> Selected excerpt:
--------

Matagorda County Extension Agent – Agriculture/Natural Resources


Traveling through Bay City passing the Civic Center you will see the sign in front of the facility stating “Chamber of Commerce and Agriculture” possibly leaving some pondering the thought of why agriculture is included. Commerce is the direction and lifeblood of every community and city throughout this great State. In Matagorda County agriculture is just as much of the lifeblood and is the fabric of this beautiful part of the coastal bend and the livelihood of so many calling it home. The connection of agriculture within the County reaches far wider than what we may think as traditional agriculture of cows, sows, and plows.


Agriculture in Matagorda County is measured in millions of dollars and thousands of direct and indirect jobs. Crops production within this, one of the original counties in Texas, is attributed to more than $311,600,000 in annual receipts. Crops leading the charge is cotton with an annual contribution of $131, 861,700 followed by Nursery and turf at more than $71,000,000. Other heavy hitters coming from the more than 240,000 acres of Matagorda County crop fields are Grain sorghum at $35.7M, Hay and Forages at $27.5M, and Rice and Corn each hovering at the $17.5M mark, respectively.


Matagorda ranks in the top 5 cow/calf producing counties in Texas with a total herd inventory of more that 81,000 head. The numbers compiling this ranking total are 42,000 cows, 32,700 calves, and some 6,300 bulls. The 358,000 pasture and rangeland acres used in cattle production are the driving force behind the $89,756,300 in cattle production. Hunting, fishing, and recreation all each contribute to more than $3M annually with recreation dollars coming to the County valued at $4.2M. Aquaculture comes in as an amazing honorable mention with a $2.8M injection to the County economy.

--------

> Input data:
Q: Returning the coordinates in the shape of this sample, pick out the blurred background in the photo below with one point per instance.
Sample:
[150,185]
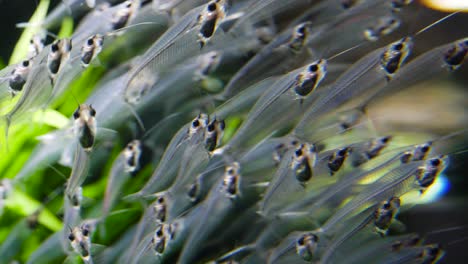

--------

> Parts of the exercise:
- a) Reproduce everything in the Matagorda County agriculture article from "Traveling through Bay" down to "sows, and plows.".
- b) Take the Matagorda County agriculture article further, picking up after its final sentence.

> Results for the exercise:
- a)
Traveling through Bay City passing the Civic Center you will see the sign in front of the facility stating “Chamber of Commerce and Agriculture” possibly leaving some pondering the thought of why agriculture is included. Commerce is the direction and lifeblood of every community and city throughout this great State. In Matagorda County agriculture is just as much of the lifeblood and is the fabric of this beautiful part of the coastal bend and the livelihood of so many calling it home. The connection of agriculture within the County reaches far wider than what we may think as traditional agriculture of cows, sows, and plows.

- b)
Obviously, all of this can, and does, mean substantial numbers of jobs for Matagorda County and surrounding residents. Crops remain king with being associated with more than 2400 jobs. Livestock follows in direct jobs with 790 and the hunting and recreation realm providing an additional 145 family paychecks. Indirect jobs associated with agriculture in Matagorda County account for more than 1000 additional positions.


Agriculture in Matagorda County is a way of life for many and a significant foundation if the economy for the place so many of us call home. As Paul Harvey quoted “…so God made a Farmer”. So the next time you see a tractor moving through town or a load of cows on the far end of a parking lot at a restaurant in the County, just know that is the foundation and the salt of Matagorda County.

What is the New Normal?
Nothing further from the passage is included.